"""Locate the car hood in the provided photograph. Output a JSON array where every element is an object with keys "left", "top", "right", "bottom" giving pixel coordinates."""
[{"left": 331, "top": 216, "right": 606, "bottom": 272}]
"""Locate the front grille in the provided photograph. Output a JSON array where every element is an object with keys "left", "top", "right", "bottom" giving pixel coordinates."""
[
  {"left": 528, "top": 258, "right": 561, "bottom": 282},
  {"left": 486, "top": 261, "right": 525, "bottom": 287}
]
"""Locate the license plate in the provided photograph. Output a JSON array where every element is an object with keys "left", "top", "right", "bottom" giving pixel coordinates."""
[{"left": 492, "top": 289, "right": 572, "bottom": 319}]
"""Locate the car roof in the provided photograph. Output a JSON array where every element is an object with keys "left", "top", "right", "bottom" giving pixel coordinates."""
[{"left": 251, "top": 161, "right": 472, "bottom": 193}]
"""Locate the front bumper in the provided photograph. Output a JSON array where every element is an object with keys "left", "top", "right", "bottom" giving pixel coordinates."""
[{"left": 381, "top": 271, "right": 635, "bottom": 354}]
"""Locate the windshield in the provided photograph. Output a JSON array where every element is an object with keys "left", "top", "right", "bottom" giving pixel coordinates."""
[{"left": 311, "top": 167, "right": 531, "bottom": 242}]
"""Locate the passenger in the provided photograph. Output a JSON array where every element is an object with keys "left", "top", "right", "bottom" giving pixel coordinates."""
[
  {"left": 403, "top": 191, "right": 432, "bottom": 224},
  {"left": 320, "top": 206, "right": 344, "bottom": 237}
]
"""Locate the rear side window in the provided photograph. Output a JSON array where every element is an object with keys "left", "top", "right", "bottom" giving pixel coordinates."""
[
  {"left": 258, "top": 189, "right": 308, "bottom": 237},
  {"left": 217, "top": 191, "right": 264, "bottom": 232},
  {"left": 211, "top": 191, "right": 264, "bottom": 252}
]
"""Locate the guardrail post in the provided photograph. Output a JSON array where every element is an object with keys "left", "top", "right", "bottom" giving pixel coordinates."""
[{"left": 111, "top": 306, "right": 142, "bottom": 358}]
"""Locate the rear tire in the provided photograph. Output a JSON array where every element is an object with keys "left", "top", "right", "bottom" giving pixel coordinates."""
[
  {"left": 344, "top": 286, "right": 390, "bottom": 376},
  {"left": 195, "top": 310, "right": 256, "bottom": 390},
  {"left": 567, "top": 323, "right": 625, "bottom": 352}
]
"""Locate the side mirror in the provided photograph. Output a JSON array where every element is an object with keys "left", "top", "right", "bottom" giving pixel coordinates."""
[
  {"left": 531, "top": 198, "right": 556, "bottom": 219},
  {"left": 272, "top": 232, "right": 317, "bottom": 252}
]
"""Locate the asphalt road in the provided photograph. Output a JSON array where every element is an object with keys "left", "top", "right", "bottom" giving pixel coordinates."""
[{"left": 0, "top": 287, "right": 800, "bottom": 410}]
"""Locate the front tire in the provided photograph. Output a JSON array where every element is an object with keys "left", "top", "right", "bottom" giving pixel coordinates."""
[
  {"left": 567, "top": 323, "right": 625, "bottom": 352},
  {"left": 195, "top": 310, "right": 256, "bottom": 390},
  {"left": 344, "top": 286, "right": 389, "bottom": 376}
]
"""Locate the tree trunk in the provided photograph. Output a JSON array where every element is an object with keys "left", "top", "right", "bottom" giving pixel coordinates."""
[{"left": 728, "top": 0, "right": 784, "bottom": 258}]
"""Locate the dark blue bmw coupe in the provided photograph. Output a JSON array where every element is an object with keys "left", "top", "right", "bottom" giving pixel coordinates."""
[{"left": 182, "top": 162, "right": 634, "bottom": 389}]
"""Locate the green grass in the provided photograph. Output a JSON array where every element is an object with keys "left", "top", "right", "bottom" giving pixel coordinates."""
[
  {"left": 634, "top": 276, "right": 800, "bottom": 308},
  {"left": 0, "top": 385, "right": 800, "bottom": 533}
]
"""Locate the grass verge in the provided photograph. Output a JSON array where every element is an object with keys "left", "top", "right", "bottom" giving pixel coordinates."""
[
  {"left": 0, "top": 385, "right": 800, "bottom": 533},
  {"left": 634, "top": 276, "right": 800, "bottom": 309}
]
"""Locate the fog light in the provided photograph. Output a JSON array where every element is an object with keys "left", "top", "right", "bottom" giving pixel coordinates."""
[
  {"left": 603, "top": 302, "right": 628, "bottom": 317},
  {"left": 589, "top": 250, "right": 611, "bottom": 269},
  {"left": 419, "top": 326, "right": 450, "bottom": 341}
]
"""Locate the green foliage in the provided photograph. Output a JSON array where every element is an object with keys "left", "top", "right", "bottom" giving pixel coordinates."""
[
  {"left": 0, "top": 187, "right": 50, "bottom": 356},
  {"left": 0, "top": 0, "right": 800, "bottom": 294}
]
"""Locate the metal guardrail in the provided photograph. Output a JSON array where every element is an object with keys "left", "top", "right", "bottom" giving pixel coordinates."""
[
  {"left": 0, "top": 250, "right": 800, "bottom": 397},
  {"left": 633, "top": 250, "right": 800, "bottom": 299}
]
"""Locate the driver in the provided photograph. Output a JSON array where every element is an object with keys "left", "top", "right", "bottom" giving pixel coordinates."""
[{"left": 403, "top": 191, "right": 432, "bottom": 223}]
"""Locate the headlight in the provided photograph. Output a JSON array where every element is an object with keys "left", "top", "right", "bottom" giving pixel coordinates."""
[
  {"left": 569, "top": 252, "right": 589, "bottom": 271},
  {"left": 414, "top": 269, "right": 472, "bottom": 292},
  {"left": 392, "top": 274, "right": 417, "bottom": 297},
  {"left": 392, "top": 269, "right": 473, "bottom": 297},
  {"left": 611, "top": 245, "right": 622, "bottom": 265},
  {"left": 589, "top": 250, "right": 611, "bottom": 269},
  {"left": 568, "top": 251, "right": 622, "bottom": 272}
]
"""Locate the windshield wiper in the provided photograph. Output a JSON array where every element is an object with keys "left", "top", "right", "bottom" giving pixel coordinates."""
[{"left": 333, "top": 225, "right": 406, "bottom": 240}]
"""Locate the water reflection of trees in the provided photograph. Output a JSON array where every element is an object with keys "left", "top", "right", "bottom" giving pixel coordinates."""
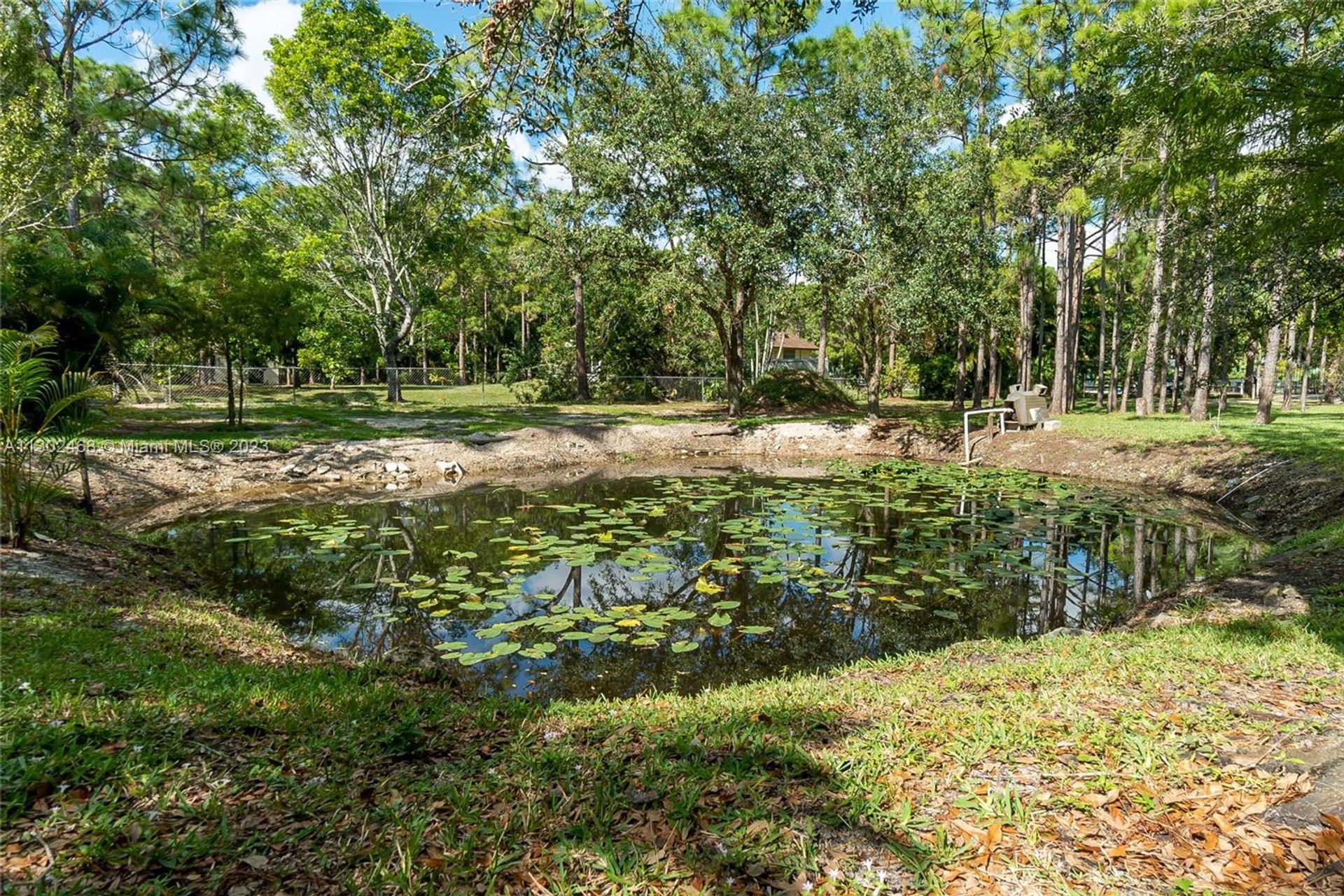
[{"left": 184, "top": 479, "right": 1245, "bottom": 697}]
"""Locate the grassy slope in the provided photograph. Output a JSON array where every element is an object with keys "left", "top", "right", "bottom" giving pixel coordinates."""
[
  {"left": 8, "top": 564, "right": 1344, "bottom": 893},
  {"left": 89, "top": 386, "right": 1344, "bottom": 469}
]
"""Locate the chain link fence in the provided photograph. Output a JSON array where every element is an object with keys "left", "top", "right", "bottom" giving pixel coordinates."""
[{"left": 104, "top": 364, "right": 864, "bottom": 405}]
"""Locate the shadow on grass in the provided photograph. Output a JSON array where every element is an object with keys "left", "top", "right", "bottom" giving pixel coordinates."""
[{"left": 3, "top": 592, "right": 927, "bottom": 892}]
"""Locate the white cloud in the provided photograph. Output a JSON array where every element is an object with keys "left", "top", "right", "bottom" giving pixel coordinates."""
[
  {"left": 225, "top": 0, "right": 302, "bottom": 114},
  {"left": 504, "top": 130, "right": 573, "bottom": 190},
  {"left": 999, "top": 101, "right": 1027, "bottom": 127},
  {"left": 127, "top": 28, "right": 158, "bottom": 73}
]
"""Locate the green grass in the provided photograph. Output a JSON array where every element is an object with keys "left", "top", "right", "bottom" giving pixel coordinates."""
[
  {"left": 1063, "top": 402, "right": 1344, "bottom": 469},
  {"left": 0, "top": 548, "right": 1344, "bottom": 893},
  {"left": 95, "top": 386, "right": 1344, "bottom": 469},
  {"left": 94, "top": 384, "right": 720, "bottom": 446}
]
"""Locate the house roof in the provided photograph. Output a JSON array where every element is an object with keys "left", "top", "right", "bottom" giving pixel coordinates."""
[{"left": 770, "top": 330, "right": 818, "bottom": 351}]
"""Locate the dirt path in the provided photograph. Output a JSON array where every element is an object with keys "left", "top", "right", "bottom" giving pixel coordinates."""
[{"left": 90, "top": 421, "right": 1344, "bottom": 539}]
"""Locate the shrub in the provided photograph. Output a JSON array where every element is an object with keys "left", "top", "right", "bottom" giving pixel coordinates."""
[
  {"left": 593, "top": 377, "right": 666, "bottom": 403},
  {"left": 0, "top": 323, "right": 102, "bottom": 548},
  {"left": 508, "top": 380, "right": 546, "bottom": 405},
  {"left": 742, "top": 370, "right": 853, "bottom": 411}
]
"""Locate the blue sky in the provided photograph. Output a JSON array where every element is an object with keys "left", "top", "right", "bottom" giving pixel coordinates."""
[{"left": 215, "top": 0, "right": 904, "bottom": 113}]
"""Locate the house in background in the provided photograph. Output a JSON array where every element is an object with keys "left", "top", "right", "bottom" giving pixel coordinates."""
[{"left": 766, "top": 330, "right": 821, "bottom": 371}]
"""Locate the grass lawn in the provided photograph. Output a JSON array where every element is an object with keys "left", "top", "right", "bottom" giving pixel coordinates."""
[
  {"left": 1063, "top": 402, "right": 1344, "bottom": 469},
  {"left": 0, "top": 545, "right": 1344, "bottom": 896},
  {"left": 94, "top": 386, "right": 722, "bottom": 449},
  {"left": 95, "top": 386, "right": 1344, "bottom": 469}
]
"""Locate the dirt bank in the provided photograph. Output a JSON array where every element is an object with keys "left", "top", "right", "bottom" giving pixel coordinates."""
[{"left": 90, "top": 422, "right": 1344, "bottom": 538}]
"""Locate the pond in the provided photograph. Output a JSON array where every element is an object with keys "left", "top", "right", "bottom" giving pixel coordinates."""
[{"left": 162, "top": 462, "right": 1258, "bottom": 699}]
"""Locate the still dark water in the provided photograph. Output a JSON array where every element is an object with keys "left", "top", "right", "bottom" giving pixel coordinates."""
[{"left": 162, "top": 463, "right": 1258, "bottom": 699}]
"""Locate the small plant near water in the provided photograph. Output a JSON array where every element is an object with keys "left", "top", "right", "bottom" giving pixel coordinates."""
[{"left": 0, "top": 325, "right": 102, "bottom": 548}]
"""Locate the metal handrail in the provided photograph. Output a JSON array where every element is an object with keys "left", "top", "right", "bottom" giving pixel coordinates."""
[{"left": 961, "top": 407, "right": 1014, "bottom": 463}]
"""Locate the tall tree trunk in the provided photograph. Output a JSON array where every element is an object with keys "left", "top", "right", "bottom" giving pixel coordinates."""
[
  {"left": 1298, "top": 298, "right": 1325, "bottom": 411},
  {"left": 1106, "top": 286, "right": 1121, "bottom": 414},
  {"left": 1017, "top": 187, "right": 1040, "bottom": 388},
  {"left": 225, "top": 339, "right": 238, "bottom": 426},
  {"left": 817, "top": 279, "right": 831, "bottom": 376},
  {"left": 1284, "top": 309, "right": 1297, "bottom": 411},
  {"left": 1097, "top": 200, "right": 1116, "bottom": 410},
  {"left": 1157, "top": 271, "right": 1176, "bottom": 414},
  {"left": 457, "top": 284, "right": 466, "bottom": 386},
  {"left": 1050, "top": 215, "right": 1084, "bottom": 416},
  {"left": 1188, "top": 326, "right": 1199, "bottom": 414},
  {"left": 1119, "top": 333, "right": 1138, "bottom": 414},
  {"left": 863, "top": 323, "right": 882, "bottom": 418},
  {"left": 951, "top": 320, "right": 966, "bottom": 411},
  {"left": 1255, "top": 258, "right": 1286, "bottom": 426},
  {"left": 973, "top": 333, "right": 985, "bottom": 408},
  {"left": 989, "top": 323, "right": 1000, "bottom": 406},
  {"left": 421, "top": 321, "right": 428, "bottom": 386},
  {"left": 1189, "top": 182, "right": 1227, "bottom": 422},
  {"left": 383, "top": 337, "right": 402, "bottom": 403},
  {"left": 723, "top": 286, "right": 750, "bottom": 416},
  {"left": 1065, "top": 215, "right": 1087, "bottom": 412},
  {"left": 1134, "top": 141, "right": 1167, "bottom": 415},
  {"left": 570, "top": 270, "right": 592, "bottom": 402},
  {"left": 1050, "top": 215, "right": 1074, "bottom": 416}
]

***

Your instructions => List each line of the entries above that contains the word "dark". Case matters.

Written reply =>
"""Locate the dark blue bmw coupe in the provided photograph. Output a JSON array where every element is an object with keys "left", "top", "right", "bottom" giving pixel coordinates."""
"""Locate the still dark water in the provided photograph. Output a JSON array where every element is an object with keys "left", "top", "right", "bottom" giving pixel coordinates."""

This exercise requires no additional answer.